> [TASKS AND EXERCISES]:
- 1) In the article about the balloon sculptor, what name does Chyr give the design that will appear on the new bottle labels?
- 2) Write out the passage of the balloon sculptor article from "Willy Chyr's latest" up to and including "and neuron pathways.", word for word.

> [TEXT SECTION]:
---------------

Balloon sculptor twists together physics and art
Toronto artist crafts balloon replicas of genes and neuron pathways
A Toronto balloon artist with a background in nuclear physics is back home to demonstrate his twisted talents — sculpting blown-up circus versions of nature's microscopic organisms.
Willy Chyr's latest creatures was featured at Thursday's Art of the Danforth festival.
Just a few years earlier, he was working his way towards a PhD in physics.
But the 24-year-old was feeling creatively and artistically deflated. He began learning how to twist balloons into typical animals before gaining inspiration from his textbooks and modelling his creations on genetic molecules and neuron pathways.
"I made a series of sculptures that were modelled after bioluminescent creatures," he said.
"I'm still taking a lot of inspiration from science."
Now his reputation as an artist is also starting to blow up.
Over the past year, Chyr's sculptures have been featured in magazines and exhibits around the world. He recently had a spread in Elle magazine.
His vibrant work has been described as "exploring the intersection between art and science," and now the world's largest brewer, Beck's, has taken notice.
The brewer has officially announced that their new bottle labels will feature one of Chyr's designs.
Chyr calls it A Glimpse of Something Ephemeral, and the design will be one of six featured on a new line of bottles, which the brewer says are meant to celebrate independent thinking.

---------------

> [DATA FOR REVIEW]:
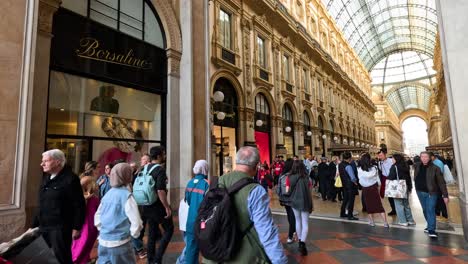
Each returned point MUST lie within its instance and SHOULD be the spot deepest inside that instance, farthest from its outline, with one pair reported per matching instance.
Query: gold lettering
(90, 49)
(90, 45)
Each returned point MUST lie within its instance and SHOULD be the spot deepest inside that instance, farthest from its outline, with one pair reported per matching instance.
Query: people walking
(332, 172)
(299, 184)
(368, 178)
(194, 194)
(118, 219)
(350, 186)
(441, 208)
(385, 164)
(61, 205)
(429, 182)
(103, 181)
(160, 212)
(400, 170)
(82, 247)
(324, 179)
(285, 200)
(261, 243)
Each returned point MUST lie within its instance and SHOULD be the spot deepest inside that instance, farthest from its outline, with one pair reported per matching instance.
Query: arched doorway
(307, 134)
(263, 128)
(415, 135)
(322, 135)
(288, 131)
(225, 127)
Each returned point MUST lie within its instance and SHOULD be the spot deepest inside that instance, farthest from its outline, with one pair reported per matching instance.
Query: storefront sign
(84, 47)
(91, 48)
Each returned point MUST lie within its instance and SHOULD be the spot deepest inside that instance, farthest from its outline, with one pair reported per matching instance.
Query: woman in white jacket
(368, 178)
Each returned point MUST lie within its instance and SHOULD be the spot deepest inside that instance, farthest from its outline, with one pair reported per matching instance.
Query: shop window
(94, 120)
(225, 29)
(261, 52)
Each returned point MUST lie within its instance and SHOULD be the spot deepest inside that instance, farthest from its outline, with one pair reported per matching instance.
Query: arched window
(136, 18)
(261, 104)
(306, 119)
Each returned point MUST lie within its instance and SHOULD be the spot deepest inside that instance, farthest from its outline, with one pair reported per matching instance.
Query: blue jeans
(120, 254)
(428, 203)
(403, 210)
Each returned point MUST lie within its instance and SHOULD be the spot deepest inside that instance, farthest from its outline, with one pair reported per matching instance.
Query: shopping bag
(338, 183)
(396, 188)
(448, 175)
(183, 214)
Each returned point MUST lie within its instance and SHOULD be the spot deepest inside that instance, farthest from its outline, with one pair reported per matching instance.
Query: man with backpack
(158, 212)
(238, 227)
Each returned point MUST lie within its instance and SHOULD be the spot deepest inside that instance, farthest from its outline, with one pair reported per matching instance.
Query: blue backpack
(143, 189)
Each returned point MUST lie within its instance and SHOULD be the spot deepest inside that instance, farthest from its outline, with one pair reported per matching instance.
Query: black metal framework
(97, 7)
(307, 128)
(230, 107)
(288, 121)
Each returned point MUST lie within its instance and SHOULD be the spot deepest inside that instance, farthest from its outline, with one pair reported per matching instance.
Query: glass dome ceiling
(377, 28)
(402, 66)
(395, 40)
(408, 97)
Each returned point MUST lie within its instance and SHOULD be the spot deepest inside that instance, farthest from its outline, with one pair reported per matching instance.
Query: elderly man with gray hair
(261, 244)
(61, 205)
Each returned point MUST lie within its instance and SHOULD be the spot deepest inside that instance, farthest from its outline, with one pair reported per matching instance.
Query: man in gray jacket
(429, 183)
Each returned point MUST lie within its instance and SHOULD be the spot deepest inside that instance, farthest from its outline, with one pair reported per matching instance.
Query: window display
(114, 122)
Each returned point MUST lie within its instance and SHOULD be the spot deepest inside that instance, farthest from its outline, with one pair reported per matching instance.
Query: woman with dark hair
(299, 184)
(285, 199)
(400, 170)
(368, 178)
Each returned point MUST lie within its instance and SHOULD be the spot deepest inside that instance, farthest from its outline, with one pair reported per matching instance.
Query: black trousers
(348, 202)
(291, 221)
(441, 208)
(154, 234)
(324, 187)
(59, 239)
(392, 204)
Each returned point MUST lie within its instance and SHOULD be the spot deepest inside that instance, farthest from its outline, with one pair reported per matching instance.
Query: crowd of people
(75, 212)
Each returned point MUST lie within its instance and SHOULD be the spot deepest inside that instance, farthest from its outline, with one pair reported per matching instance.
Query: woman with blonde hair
(118, 219)
(81, 247)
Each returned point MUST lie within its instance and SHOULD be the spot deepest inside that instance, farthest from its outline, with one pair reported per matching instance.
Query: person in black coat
(62, 206)
(324, 179)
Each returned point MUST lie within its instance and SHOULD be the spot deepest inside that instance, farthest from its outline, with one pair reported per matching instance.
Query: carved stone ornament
(47, 8)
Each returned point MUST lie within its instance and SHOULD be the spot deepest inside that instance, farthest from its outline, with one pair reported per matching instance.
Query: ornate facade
(292, 55)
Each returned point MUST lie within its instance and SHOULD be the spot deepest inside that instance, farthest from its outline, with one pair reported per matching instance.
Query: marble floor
(334, 242)
(330, 210)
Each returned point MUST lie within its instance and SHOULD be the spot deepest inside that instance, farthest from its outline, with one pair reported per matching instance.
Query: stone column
(250, 129)
(47, 8)
(452, 19)
(16, 72)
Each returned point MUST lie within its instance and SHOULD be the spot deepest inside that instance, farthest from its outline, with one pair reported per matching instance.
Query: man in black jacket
(324, 179)
(61, 205)
(350, 186)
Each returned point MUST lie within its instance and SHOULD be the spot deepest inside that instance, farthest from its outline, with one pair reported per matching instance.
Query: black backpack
(216, 228)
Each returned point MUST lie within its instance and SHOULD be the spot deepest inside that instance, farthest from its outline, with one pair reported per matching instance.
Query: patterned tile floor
(344, 242)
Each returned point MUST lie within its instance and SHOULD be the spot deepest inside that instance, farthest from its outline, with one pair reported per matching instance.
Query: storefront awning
(342, 148)
(442, 146)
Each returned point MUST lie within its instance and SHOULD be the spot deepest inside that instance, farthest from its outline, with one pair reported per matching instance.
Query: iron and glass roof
(395, 40)
(377, 28)
(408, 97)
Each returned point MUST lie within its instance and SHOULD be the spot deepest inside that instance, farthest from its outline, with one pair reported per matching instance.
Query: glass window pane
(86, 107)
(80, 6)
(153, 32)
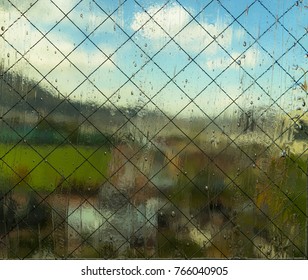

---------------

> [WRITTEN RESPONSES]:
- 1) A Glimpse of Something Ephemeral

- 2)
Willy Chyr's latest creatures was featured at Thursday's Art of the Danforth festival.
Just a few years earlier, he was working his way towards a PhD in physics.
But the 24-year-old was feeling creatively and artistically deflated. He began learning how to twist balloons into typical animals before gaining inspiration from his textbooks and modelling his creations on genetic molecules and neuron pathways.